Segment Start: TASK INPUTS
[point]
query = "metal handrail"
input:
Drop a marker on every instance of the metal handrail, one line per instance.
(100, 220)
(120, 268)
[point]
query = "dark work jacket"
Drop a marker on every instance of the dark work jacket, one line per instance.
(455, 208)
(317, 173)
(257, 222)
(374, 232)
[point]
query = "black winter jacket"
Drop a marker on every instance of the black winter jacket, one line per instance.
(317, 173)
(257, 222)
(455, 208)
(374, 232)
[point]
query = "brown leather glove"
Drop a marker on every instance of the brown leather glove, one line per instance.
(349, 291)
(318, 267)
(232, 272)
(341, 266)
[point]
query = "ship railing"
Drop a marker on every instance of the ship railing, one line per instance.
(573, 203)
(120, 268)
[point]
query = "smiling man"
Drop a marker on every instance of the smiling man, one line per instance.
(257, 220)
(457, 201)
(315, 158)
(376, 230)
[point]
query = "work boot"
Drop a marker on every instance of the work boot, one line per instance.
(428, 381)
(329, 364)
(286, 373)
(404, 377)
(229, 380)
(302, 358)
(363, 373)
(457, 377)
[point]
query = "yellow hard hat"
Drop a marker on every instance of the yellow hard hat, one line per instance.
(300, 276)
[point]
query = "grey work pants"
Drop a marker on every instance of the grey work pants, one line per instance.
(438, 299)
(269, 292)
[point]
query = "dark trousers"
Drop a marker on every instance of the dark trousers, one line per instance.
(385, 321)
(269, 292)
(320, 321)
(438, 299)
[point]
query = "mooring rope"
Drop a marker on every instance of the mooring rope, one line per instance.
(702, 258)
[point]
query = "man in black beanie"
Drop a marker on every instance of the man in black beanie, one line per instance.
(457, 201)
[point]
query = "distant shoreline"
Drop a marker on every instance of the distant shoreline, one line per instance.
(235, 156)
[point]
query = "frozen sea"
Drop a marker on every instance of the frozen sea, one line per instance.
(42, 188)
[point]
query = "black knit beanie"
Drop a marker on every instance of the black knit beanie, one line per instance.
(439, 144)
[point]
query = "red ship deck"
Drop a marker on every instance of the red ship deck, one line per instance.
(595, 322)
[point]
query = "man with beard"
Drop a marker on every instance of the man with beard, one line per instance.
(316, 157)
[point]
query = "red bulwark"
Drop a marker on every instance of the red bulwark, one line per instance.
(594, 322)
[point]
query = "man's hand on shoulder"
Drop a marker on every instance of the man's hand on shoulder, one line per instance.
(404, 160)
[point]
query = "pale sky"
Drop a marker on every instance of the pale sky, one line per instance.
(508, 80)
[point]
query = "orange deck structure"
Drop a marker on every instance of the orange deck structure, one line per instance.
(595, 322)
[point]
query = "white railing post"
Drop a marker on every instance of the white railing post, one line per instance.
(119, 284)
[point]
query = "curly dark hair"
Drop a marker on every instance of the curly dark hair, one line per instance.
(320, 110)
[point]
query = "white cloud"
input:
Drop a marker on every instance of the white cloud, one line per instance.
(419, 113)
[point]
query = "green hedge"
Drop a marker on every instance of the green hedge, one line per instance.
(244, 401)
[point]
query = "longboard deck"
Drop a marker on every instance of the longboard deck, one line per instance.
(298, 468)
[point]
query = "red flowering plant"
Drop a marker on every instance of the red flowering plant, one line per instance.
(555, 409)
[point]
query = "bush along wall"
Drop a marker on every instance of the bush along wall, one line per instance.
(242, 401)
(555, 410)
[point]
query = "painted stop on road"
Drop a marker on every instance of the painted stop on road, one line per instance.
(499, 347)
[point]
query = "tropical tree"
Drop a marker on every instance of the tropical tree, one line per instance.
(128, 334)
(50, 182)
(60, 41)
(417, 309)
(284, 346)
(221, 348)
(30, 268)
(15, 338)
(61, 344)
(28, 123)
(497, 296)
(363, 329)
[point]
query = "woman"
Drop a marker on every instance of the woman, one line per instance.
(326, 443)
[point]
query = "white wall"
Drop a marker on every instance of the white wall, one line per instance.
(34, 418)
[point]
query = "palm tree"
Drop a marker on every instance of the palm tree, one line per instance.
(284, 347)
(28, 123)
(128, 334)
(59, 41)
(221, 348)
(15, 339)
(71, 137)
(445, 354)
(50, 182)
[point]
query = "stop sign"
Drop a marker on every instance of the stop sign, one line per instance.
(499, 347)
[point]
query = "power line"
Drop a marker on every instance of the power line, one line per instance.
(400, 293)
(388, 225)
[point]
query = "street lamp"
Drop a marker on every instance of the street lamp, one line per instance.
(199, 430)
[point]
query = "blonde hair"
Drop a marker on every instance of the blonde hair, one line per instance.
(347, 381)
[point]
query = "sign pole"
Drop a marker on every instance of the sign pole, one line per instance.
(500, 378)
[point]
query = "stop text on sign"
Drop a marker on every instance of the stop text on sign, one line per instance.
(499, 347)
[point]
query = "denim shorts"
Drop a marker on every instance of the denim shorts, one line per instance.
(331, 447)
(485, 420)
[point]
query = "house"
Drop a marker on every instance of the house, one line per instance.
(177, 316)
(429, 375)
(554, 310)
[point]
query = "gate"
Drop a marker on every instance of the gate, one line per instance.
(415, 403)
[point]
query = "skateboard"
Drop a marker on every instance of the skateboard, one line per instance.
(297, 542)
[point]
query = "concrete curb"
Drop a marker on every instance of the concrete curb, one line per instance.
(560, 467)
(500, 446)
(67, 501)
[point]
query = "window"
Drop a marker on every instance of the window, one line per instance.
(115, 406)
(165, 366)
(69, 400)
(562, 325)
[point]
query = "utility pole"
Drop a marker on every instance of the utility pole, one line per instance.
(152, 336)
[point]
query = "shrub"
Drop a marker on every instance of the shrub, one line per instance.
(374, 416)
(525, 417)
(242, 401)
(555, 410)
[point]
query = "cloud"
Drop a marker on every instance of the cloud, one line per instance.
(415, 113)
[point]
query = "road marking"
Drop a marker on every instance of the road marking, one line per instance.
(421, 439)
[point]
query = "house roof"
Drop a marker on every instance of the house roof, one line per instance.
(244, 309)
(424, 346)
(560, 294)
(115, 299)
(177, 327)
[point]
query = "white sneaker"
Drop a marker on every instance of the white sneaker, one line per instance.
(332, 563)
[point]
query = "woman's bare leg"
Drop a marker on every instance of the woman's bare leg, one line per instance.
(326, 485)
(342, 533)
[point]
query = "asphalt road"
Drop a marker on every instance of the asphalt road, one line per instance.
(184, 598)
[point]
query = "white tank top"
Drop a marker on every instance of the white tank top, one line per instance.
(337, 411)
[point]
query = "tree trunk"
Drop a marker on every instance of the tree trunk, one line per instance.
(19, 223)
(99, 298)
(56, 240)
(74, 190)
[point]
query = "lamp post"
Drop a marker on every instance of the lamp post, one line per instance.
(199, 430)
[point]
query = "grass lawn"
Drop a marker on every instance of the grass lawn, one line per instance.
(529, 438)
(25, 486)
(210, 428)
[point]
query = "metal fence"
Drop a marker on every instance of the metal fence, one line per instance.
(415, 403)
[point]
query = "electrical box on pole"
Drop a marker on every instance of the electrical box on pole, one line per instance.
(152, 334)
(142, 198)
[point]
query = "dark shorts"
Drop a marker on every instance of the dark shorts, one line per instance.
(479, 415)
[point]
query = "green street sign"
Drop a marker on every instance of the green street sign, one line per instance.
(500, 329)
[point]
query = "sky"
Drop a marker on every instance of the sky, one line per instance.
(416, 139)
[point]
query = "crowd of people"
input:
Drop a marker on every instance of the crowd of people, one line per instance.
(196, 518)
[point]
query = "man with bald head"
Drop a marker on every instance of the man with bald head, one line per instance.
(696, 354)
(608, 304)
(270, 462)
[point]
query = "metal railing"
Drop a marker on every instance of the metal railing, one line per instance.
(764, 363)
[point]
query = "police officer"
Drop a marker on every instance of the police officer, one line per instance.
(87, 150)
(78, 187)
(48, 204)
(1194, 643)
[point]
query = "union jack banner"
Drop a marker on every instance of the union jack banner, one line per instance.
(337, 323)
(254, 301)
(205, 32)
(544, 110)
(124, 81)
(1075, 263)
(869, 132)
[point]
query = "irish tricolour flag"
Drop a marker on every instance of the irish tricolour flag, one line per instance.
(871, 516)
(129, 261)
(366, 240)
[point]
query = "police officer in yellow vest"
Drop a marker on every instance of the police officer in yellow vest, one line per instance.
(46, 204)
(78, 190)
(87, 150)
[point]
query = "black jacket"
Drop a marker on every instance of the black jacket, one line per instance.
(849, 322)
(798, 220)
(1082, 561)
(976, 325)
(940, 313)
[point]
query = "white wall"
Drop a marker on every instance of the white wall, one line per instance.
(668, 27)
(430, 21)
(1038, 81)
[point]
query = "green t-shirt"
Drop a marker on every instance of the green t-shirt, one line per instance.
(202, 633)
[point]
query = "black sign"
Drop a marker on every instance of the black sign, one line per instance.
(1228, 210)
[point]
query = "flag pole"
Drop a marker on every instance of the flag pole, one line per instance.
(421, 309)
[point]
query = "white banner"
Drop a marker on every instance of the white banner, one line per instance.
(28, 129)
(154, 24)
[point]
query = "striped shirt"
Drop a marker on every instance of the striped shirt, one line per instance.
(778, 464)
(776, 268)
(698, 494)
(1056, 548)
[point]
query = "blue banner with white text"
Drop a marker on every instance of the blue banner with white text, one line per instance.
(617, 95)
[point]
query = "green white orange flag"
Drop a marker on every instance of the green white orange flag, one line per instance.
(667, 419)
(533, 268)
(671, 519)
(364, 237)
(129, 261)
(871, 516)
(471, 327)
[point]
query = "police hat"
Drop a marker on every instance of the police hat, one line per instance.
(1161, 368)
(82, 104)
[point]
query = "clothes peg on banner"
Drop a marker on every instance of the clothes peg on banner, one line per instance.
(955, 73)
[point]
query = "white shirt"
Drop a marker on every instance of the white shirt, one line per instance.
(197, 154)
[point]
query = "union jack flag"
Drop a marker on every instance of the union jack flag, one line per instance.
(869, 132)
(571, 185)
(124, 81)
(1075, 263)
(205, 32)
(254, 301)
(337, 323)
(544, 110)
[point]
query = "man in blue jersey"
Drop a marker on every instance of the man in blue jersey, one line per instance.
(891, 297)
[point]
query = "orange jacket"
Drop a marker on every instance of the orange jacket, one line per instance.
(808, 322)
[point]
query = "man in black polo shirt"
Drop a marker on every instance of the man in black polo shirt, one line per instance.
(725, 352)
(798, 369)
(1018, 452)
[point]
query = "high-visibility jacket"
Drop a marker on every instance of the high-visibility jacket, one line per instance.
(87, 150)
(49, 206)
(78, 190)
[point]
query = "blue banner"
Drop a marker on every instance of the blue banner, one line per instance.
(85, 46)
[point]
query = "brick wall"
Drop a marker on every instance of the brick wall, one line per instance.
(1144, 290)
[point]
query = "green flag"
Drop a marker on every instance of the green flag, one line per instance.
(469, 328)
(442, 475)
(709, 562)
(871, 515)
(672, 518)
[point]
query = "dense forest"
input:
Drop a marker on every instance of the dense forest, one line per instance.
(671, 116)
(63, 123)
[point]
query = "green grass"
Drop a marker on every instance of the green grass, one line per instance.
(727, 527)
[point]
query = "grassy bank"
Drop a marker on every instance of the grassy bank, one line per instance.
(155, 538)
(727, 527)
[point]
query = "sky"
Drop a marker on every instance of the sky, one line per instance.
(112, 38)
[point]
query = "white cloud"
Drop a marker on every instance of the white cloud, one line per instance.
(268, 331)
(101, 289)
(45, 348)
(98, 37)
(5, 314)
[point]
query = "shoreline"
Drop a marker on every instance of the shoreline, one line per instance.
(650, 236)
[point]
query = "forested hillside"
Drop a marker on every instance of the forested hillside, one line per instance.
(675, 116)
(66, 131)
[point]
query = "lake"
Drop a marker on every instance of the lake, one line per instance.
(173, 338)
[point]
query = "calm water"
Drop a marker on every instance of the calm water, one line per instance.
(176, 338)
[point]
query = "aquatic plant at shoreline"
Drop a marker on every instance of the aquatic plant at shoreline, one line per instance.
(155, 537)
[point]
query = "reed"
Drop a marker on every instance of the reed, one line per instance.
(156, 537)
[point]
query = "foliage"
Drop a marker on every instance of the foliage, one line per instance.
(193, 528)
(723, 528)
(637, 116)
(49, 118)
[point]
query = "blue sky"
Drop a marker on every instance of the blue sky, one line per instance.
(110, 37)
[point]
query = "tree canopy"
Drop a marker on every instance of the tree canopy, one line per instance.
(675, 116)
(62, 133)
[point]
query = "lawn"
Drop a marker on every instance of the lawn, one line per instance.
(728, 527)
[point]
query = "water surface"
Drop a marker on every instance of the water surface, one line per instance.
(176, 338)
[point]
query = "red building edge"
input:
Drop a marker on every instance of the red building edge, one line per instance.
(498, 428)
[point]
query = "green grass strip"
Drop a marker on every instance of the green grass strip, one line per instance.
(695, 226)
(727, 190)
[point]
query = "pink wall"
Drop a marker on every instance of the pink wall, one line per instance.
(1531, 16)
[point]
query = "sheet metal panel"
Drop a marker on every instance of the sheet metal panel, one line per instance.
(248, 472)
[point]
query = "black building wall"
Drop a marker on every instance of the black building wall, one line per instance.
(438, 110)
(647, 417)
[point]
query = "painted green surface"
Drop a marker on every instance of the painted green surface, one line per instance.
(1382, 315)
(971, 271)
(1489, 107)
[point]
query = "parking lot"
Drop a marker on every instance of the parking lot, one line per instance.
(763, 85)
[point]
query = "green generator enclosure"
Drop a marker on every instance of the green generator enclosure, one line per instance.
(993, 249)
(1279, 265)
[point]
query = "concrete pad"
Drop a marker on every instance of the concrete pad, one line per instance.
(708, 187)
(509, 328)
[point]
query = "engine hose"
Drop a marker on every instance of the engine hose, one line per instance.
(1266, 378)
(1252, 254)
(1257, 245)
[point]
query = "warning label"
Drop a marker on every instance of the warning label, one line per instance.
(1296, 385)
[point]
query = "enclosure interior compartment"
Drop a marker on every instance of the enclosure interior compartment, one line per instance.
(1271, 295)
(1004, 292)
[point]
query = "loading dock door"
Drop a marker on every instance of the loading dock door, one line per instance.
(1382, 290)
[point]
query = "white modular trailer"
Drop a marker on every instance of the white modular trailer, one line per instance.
Segment End: TASK INPUTS
ACTION ITEM -> What is needed is each line of the entries that contains the word "trailer".

FINAL ANSWER ->
query = "white modular trailer"
Drop a marker on every instance of the white modular trailer, one line per instance.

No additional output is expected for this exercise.